WHAT TO WORK ON >>
1. Answer these questions from the fried chicken article.
(a) Which news service is credited alongside the reporter's name?
(b) Since what year has Stroud's been a Midwest Mecca for fried chicken?
(c) According to Tammy Ruff, what is the only way chicken should be prepared?
2. Write a continuation of the fried chicken article, beginning right after its final sentence.

TEXT PROVIDED >>
Effingham Daily News, Effingham, IL

September 22, 2011

Restaurant reveals perfect fried chicken

Mike Pound
CNHI News Service

JOPLIN, Mo. — There are several foods that can lay claim to being true American fare. Cheeseburgers, barbecued ribs, hot dogs and apple pie are a few that come to mind.

But if there had to be one meal that conjures up memories of lazy Sunday afternoons in small towns across the country, it would have to be fried chicken.

In many families, fried chicken recipes are passed down like trade secrets. And debates over methods and ingredients rage. Pan fried or deep fry? Lard or vegetable oil? Crisco or Wesson? Whole milk or buttermilk? Salt and pepper or garlic? Flour or bread crumbs? Honey or no honey?

Longtime manager of Stroud’s Oak Ridge Manor Restaurant and Bar in Kansas City, Tammy Ruff knows a thing or two about fried chicken. Stroud’s has been a Midwest Mecca for fried chicken since 1933. And when it comes to chicken, Ruff said there is only one way it should be prepared: pan fried.

“Of course it is. There is nothing that compares to pan-fried chicken that is just the right color and just the right texture,” she said.

EXCERPTED RECORDS >>
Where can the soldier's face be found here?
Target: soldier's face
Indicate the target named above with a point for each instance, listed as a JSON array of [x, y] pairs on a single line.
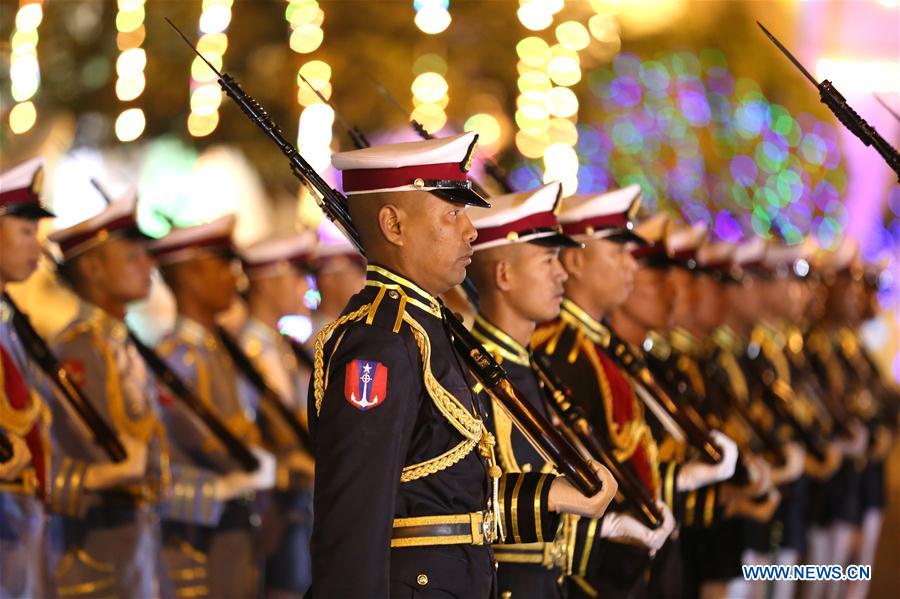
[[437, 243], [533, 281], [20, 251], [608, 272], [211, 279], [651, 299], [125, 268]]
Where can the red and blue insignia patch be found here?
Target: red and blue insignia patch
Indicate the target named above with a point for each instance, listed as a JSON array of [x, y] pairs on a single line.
---
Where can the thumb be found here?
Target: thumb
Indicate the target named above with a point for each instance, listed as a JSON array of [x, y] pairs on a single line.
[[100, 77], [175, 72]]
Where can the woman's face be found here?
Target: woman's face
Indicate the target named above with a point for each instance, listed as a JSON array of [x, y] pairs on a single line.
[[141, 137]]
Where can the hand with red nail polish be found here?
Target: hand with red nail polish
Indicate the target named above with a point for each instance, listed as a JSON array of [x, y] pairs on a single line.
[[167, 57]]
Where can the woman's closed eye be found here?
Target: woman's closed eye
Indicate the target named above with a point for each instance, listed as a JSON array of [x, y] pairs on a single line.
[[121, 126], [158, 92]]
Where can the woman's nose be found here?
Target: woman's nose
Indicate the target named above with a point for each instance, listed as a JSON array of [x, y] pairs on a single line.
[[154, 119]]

RESULTS IN ORDER >>
1.
(a) CNHI News Service
(b) 1933
(c) Pan fried

2.
If you’ve struggled to get your own homemade pan-fried chicken to just that “right color” and “right texture,” you might take solace in this bit of information. Ruff says that at Stroud’s, proper pan frying is considered such an important part of the restaurant’s appeal that their cooks typically spend at least a year and a half working in the kitchen before they are put in charge of a pan of chicken.

“We fry 16 pieces (of chicken) in a pan and we typically have 10 or 12 pans going at once,” she said.

So is there a Stroud’s secret recipe for turning out the mouth-watering, legendary pan-fried chicken? Surprisingly, Ruff says there isn’t.

“Just flour and salt and pepper,” she said.

The key to tasty fried chicken, Ruff insists, is in the frying. The oil in a pan for Stroud’s chicken is heated over a medium high gas flame. When placing the chicken one piece at a time into a pan, it’s important that the oil cover one half of the chicken. If the oil is too shallow, the chicken won’t cook through, Ruff said.

It takes about 25 to 30 minutes to cook a pan of Stroud’s chicken.

“It works out to about 12 to 15 minutes per side,” Ruff said.

When frying chicken, it’s important to be patient and to be vigilant. If the chicken appears to be browning too quickly, you can lower the temperature. After the chicken has been frying for 12 to 15 minutes, carefully turn each piece.

“It’s all in the turning,” Ruff insisted. “To get that even browning, the oil has to be halfway up (on the chicken) and then turned at just the right time.”